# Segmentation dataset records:
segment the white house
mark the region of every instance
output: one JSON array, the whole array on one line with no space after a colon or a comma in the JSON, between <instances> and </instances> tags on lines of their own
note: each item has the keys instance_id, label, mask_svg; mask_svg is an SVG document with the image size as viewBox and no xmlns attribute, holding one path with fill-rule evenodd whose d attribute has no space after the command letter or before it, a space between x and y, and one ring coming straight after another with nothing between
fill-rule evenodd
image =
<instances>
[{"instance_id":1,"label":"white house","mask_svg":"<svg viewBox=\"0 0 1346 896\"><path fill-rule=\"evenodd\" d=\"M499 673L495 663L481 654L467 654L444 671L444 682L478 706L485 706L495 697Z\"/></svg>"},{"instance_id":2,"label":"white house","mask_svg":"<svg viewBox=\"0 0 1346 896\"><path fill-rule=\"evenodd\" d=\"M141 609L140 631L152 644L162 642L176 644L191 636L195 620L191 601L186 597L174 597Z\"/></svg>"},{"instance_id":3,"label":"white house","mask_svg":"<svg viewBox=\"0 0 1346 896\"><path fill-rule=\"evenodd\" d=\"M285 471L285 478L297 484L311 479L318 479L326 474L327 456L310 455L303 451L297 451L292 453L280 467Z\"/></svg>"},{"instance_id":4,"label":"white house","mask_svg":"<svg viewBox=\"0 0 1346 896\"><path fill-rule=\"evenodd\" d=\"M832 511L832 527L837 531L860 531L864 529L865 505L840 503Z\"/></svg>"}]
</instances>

# Objective:
Quote the records above word for word, keeping every line as it appears.

# Final result:
segment the white house
mark the region of every instance
output: one JSON array, the whole array on one line with no space after a colon or a comma in the JSON, between <instances> and </instances> tags on lines of their own
note: each item has the keys instance_id, label, mask_svg; mask_svg is an SVG document with the image size as viewBox and no xmlns attribute, holding one path with fill-rule evenodd whose d attribute has no space after the command letter or before it, a space between x and y, and one ring coming straight after another with nothing between
fill-rule evenodd
image =
<instances>
[{"instance_id":1,"label":"white house","mask_svg":"<svg viewBox=\"0 0 1346 896\"><path fill-rule=\"evenodd\" d=\"M499 673L495 663L481 654L467 654L444 671L444 682L478 706L485 706L495 697Z\"/></svg>"},{"instance_id":2,"label":"white house","mask_svg":"<svg viewBox=\"0 0 1346 896\"><path fill-rule=\"evenodd\" d=\"M141 609L140 631L152 644L162 642L176 644L191 636L195 620L191 601L186 597L174 597Z\"/></svg>"},{"instance_id":3,"label":"white house","mask_svg":"<svg viewBox=\"0 0 1346 896\"><path fill-rule=\"evenodd\" d=\"M285 471L285 478L297 484L311 479L318 479L326 474L327 456L310 455L303 451L297 451L292 453L280 467Z\"/></svg>"},{"instance_id":4,"label":"white house","mask_svg":"<svg viewBox=\"0 0 1346 896\"><path fill-rule=\"evenodd\" d=\"M832 511L832 527L837 531L860 531L864 529L865 505L840 503Z\"/></svg>"}]
</instances>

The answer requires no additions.